Segment Start: MATERIAL FOR THIS TASK

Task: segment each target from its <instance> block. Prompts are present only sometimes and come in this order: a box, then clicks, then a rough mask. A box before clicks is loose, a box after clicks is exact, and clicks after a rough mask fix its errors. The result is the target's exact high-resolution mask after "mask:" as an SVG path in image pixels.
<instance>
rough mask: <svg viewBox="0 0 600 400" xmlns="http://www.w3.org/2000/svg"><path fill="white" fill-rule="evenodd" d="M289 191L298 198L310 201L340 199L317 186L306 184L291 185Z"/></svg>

Segment End: MATERIAL FOR THIS TASK
Segment Start: MATERIAL FOR THIS TASK

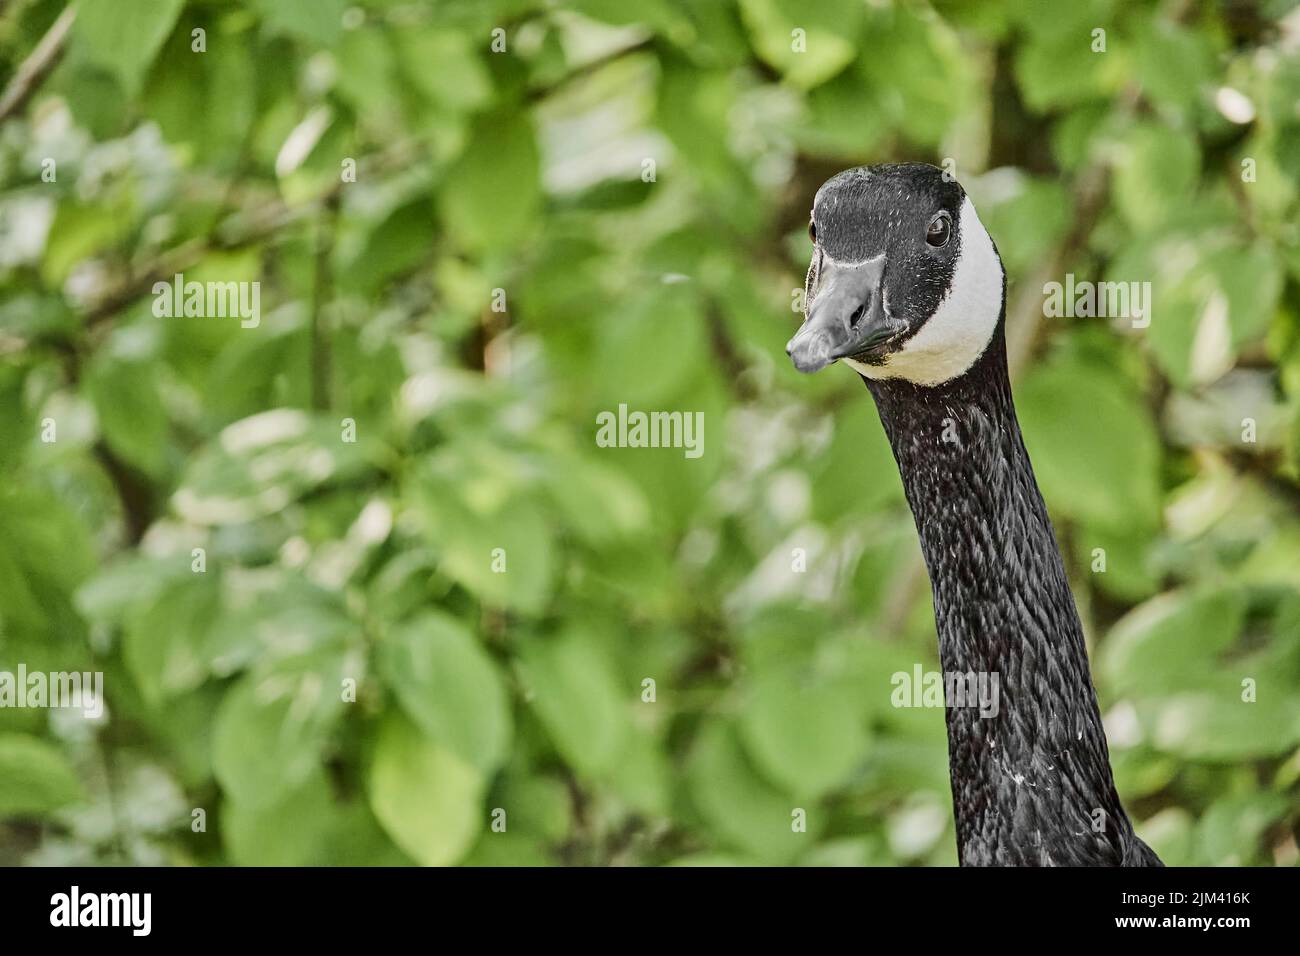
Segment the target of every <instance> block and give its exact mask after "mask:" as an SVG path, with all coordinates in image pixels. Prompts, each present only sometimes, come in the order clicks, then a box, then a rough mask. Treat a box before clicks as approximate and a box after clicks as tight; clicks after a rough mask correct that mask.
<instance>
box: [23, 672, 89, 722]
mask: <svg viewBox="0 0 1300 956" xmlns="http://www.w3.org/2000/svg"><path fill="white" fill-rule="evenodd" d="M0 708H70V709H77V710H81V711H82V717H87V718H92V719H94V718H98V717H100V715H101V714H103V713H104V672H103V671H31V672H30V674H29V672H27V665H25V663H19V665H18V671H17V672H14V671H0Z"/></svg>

Segment End: MATERIAL FOR THIS TASK
Segment Start: MATERIAL FOR THIS TASK

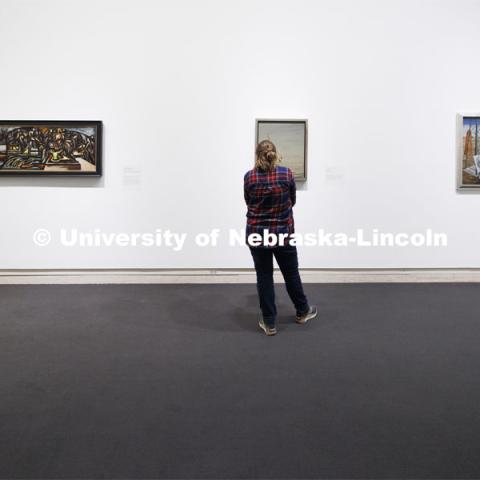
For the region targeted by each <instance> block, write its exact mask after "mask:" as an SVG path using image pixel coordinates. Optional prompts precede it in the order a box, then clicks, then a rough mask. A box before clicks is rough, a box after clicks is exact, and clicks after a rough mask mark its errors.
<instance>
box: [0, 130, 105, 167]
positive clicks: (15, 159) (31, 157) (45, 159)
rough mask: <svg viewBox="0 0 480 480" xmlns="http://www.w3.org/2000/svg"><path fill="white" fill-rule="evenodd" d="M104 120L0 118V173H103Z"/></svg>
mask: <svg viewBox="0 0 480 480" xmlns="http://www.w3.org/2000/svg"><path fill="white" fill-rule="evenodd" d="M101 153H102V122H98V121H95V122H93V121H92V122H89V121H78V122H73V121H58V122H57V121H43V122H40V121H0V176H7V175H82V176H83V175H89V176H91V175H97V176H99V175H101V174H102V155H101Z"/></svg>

Segment End: MATERIAL FOR THIS TASK

WORK REQUIRED
Begin with the line above that has "box: [0, 130, 105, 167]" and continue through the line that has "positive clicks: (15, 159)", setting each one down exactly. Stop there.

YOUR SOLUTION
box: [0, 130, 105, 167]
positive clicks: (15, 159) (31, 157) (45, 159)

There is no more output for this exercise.